Update the Option X29 text by writing it out again starting with "From carbon to" and going on through "alongside commercial performance.", putting "provision" in place of "clause".

PAGE
——

NEC Contracts has updated Option X29 to formally recognise nature alongside climate change in infrastructure and built environment delivery, marking a significant milestone in the evolution of environmental considerations within NEC contracts. The update was announced at the NEC Annual Conference on 18 June 2026.
From carbon to nature and climate
Option X29 was originally developed to give contracting parties a standard mechanism for setting, measuring and incentivising environmental performance across the project lifecycle. In its original form, the clause focused on climate change mitigation, embedding whole-life carbon requirements, including embodied carbon reduction targets and operational performance, into NEC contracts. This addressed a recognised gap in procurement: the absence of a contractual lever capable of driving measurable carbon outcomes alongside commercial performance.
The revised Option X29 now introduces a Nature and Climate Hierarchy to support implementation. At its core is a principle of working with nature first, encouraging projects to consider nature-based solutions, nature-positive infrastructure and blended green-grey approaches before progressing to traditional engineered solutions where necessary.
The guidance also includes worked examples and practical performance measures covering:
- Biodiversity net gain
- Habitat connectivity
- Drought resilience
- Sustainable urban drainage systems
- Canopy cover
- Soil health
- Carbon sequestration
Where the idea began
The initiative to expand Option X29 beyond climate began during the ICE presidential year of Prof Anusha Shah, whose theme, "Making Connections for a Nature and People Positive World," highlighted the relationship between infrastructure, people and the natural environment.

——

GIVEN DATA

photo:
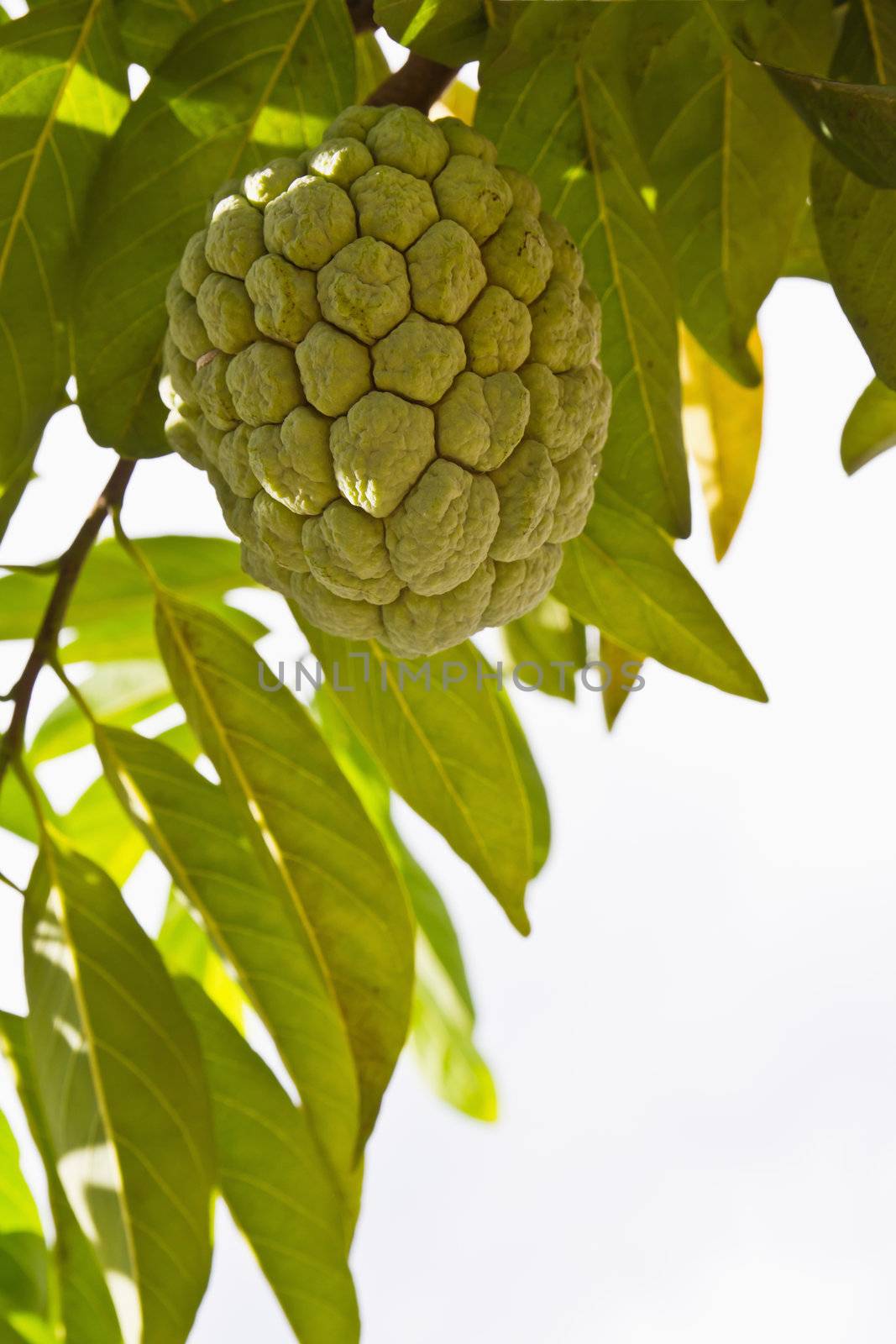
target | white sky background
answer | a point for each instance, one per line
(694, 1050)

——

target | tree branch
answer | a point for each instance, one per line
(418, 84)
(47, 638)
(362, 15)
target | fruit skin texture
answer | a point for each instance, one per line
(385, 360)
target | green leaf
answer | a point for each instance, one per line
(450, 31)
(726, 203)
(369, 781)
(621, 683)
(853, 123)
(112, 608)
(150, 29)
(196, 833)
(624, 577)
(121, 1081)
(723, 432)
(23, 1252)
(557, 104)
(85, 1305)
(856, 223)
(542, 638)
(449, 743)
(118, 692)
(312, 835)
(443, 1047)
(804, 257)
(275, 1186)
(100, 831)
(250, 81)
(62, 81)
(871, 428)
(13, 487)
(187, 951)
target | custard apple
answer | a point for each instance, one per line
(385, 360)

——

CORRECT RESPONSE
From carbon to nature and climate
Option X29 was originally developed to give contracting parties a standard mechanism for setting, measuring and incentivising environmental performance across the project lifecycle. In its original form, the provision focused on climate change mitigation, embedding whole-life carbon requirements, including embodied carbon reduction targets and operational performance, into NEC contracts. This addressed a recognised gap in procurement: the absence of a contractual lever capable of driving measurable carbon outcomes alongside commercial performance.